----- Selected excerpt -----

Mixology, beer alchemy, what ever you want to call it is something I’ve liked to do for a while really, even before I really got seriously into beer. I suppose it started from trying to make a pretty mediocre beer taste better, you must have been there when nothing available tastes that great and you start to look around to see “what can I use to make this bilge drinkable”?
This blend though does not fit into that last category in any way shape or form and in fact I got the idea for this little gem from JK, the head brewer of Buxton Brewery himself. I remember reading his twitter entry which I’m pretty sure was under the hash tag #melangecarnage and thinking WOW, that sounds fantastic, a modern day black and tan with added hop explosion.
So today as the Mrs is away I thought why not recreate it myself in glorious blognicolour for your pleasure. (Just to be clear, I’m taking no pleasure personally in this experimental beer chemistry, it’s all for YOU)
The first ingredient is Axe Edge, Buxton’s Double IPA which I am reliably informed is losing it’s DIPA moniker very soon, to be replaced with something more befitting the title in ABV. (Jeez if this happens its gonna be good)
Make no bones about it though Axe Edge is EPIC.
It was one of THE best beers I tasted last year (and I had a few) and is always in my beer cupboard as long as supllies allow. An absolute hop tsunami of tropical fruit on the nose, mango, grapefruit and orange, this follows through in the taste but without any crippling bitterness that some IPA’s have, think smooth and mellow. I remembered beer writer Zak Avery describing it as being “ruinously drinkable”, basically inferring that you could easily keep quaffing this, but to your ultimate peril. (see video review later on)
The other partner in this crime of beer passion is Buxton Imperial Black IPA, Axe Edge’s dark side if you like but with a black heart and an even higher ABV at 7.5%. The aroma for this one is very different indeed but still gives the full on, in-your-face hop dominance I’ve come to expect from Buxton Breweries beer. Think Mike Tyson crossed with the Incredible
Hop Hulk. Underneath it’s smooth but just as dark and dangerous, flavours of bitter dark chocolate and espresso coffee dominate, but have to fight it out with pithy sweet citrus fruits and bramble berries.
So what of the Melange I hear you cry?
Well first off can I please express my sincere apologies for the absolute fail on the black and tan pour front. I researched how to pour it correctly, but failed… I couldn’t have failed in more epic proportions had the instructions said “pour both bottles into a food processor and turn dial to high”. (I blame not having one of those bendy spoons)

-----

Your tasks:
- 1) Answer these questions from the beer blend post:
(a) Who gave the writer the idea for the blend?
(b) What ABV does the post give for Buxton Imperial Black IPA?
(c) What does the writer blame for the failed black and tan pour?
- 2) Please print a passage from the beer blend post word for word. Begin at the words "The first ingredient" and stop after the words "review later on)".

----- Dataset excerpts -----

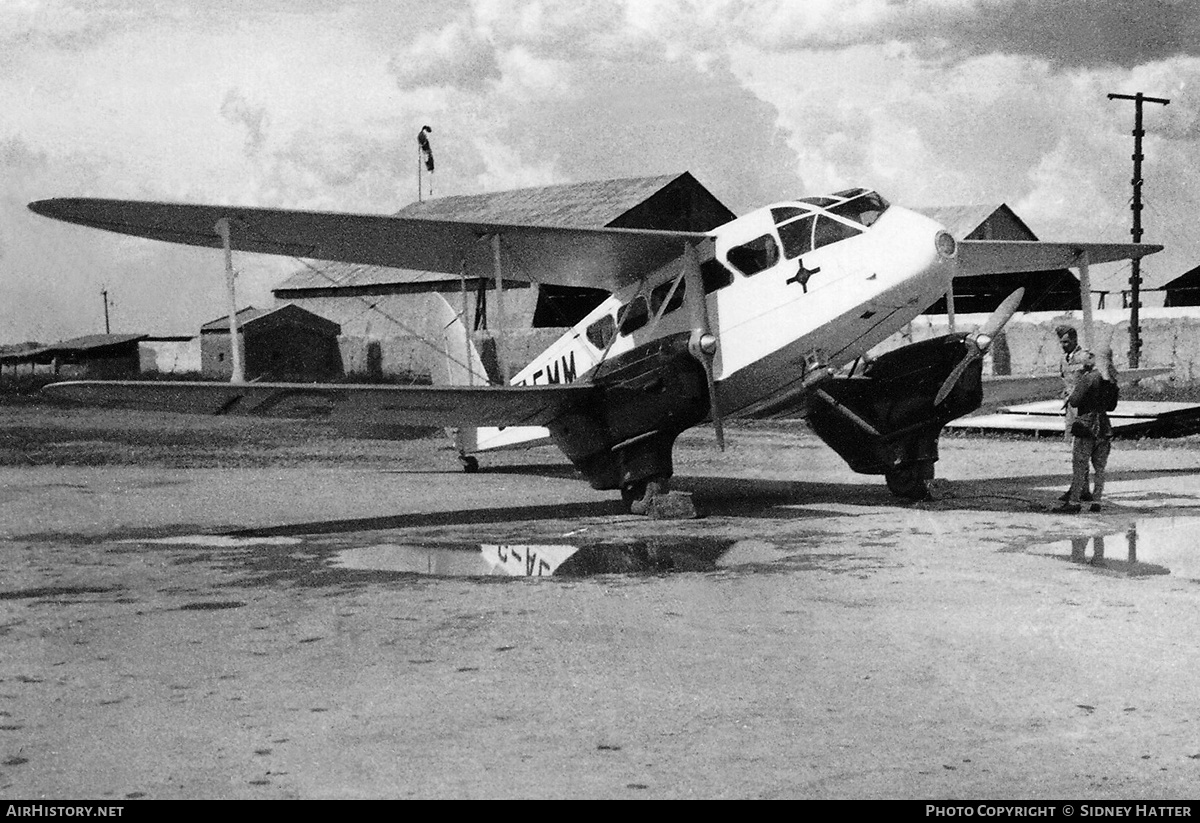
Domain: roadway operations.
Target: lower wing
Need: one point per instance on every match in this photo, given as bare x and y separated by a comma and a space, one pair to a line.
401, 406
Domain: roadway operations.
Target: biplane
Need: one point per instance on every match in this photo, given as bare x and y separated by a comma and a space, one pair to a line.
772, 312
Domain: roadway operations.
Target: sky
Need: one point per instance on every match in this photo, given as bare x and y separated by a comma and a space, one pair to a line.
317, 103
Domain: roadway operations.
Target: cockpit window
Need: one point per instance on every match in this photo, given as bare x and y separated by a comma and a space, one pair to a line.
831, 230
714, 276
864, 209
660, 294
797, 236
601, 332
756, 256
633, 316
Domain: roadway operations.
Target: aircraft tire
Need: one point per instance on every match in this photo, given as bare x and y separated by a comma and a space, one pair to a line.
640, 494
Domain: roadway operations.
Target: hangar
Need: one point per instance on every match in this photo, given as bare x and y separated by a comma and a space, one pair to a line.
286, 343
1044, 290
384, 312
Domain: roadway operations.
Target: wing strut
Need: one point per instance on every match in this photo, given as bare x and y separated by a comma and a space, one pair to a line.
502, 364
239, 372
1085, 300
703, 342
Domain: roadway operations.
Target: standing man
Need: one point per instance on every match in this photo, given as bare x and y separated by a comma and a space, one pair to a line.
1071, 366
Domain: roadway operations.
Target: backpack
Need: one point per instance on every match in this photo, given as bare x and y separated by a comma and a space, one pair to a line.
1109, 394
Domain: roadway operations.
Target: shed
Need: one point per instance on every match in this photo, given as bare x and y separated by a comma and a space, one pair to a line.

-----

Answers to the tasks:
- 1)
(a) JK, the head brewer of Buxton Brewery
(b) 7.5%
(c) Not having one of those bendy spoons

- 2)
The first ingredient is Axe Edge, Buxton’s Double IPA which I am reliably informed is losing it’s DIPA moniker very soon, to be replaced with something more befitting the title in ABV. (Jeez if this happens its gonna be good)
Make no bones about it though Axe Edge is EPIC.
It was one of THE best beers I tasted last year (and I had a few) and is always in my beer cupboard as long as supllies allow. An absolute hop tsunami of tropical fruit on the nose, mango, grapefruit and orange, this follows through in the taste but without any crippling bitterness that some IPA’s have, think smooth and mellow. I remembered beer writer Zak Avery describing it as being “ruinously drinkable”, basically inferring that you could easily keep quaffing this, but to your ultimate peril. (see video review later on)